__Directions__. Please scale every row below by multiplying each polygon vertex coordinate in the answers by 0.95 and rounding it to a whole number, with halves rounded up. Write out all the other lines of each row unchanged, but leave out the pictures.

----------

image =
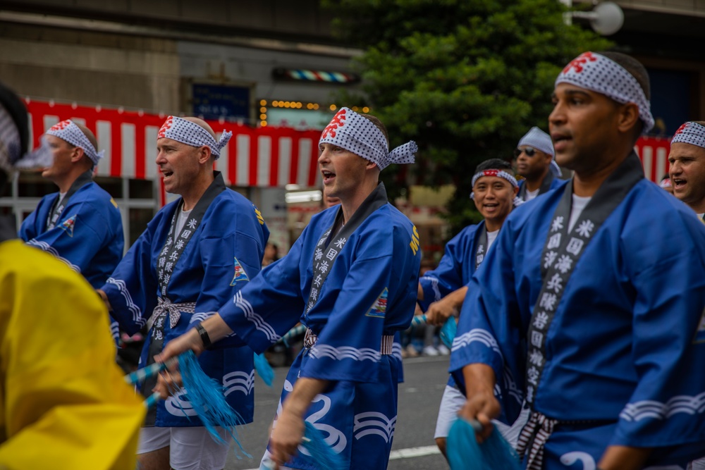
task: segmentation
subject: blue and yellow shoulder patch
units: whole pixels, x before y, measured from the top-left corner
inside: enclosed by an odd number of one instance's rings
[[[65,220],[59,225],[61,229],[66,232],[69,237],[73,236],[73,228],[76,225],[76,214],[73,214],[70,218]]]
[[[241,280],[250,280],[250,278],[247,277],[247,273],[245,272],[245,268],[243,267],[243,265],[240,264],[237,258],[233,257],[233,259],[235,259],[235,276],[233,277],[233,281],[230,285],[235,285],[235,283]]]
[[[255,204],[252,204],[252,209],[255,209],[255,214],[257,216],[257,220],[259,221],[259,225],[264,225],[264,218],[262,217],[262,213],[259,211],[259,209]]]
[[[382,293],[379,295],[377,299],[372,304],[372,307],[369,307],[369,310],[367,311],[365,315],[367,316],[384,319],[385,314],[387,313],[387,295],[388,293],[389,290],[384,287],[384,290],[382,291]]]
[[[414,233],[411,235],[411,242],[409,244],[409,247],[411,247],[411,251],[414,253],[414,256],[416,256],[416,254],[419,251],[419,232],[416,230],[416,225],[414,225]]]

----------

__Answer to the task__.
image =
task: segmentation
subject: blue and yellow shoulder patch
units: whole pixels, x before y, measured from the top-left corner
inside: enclosed by an odd number of one instance's rings
[[[62,209],[56,214],[58,218],[63,220],[66,225],[69,224],[69,217],[72,214],[72,203],[69,203],[67,207]]]
[[[229,266],[238,266],[238,264],[235,263],[235,259],[233,258],[233,255],[231,254],[231,252],[228,251],[225,245],[221,244],[221,246],[223,246],[223,262],[221,263],[221,267],[219,271],[223,271],[223,269]]]
[[[242,194],[239,194],[239,199],[242,199],[242,203],[244,205],[244,209],[246,210],[246,214],[251,214],[251,207],[249,206],[249,202],[246,200],[246,199]]]
[[[363,278],[360,280],[358,284],[353,289],[353,292],[351,292],[351,295],[349,295],[347,299],[349,300],[365,303],[366,298],[368,297],[368,280],[369,278],[370,276],[365,273],[365,276],[363,276]]]
[[[393,221],[390,223],[390,230],[389,232],[389,235],[390,235],[390,238],[393,240],[393,243],[395,243],[395,241],[398,238],[398,220],[395,219],[395,214],[393,214]]]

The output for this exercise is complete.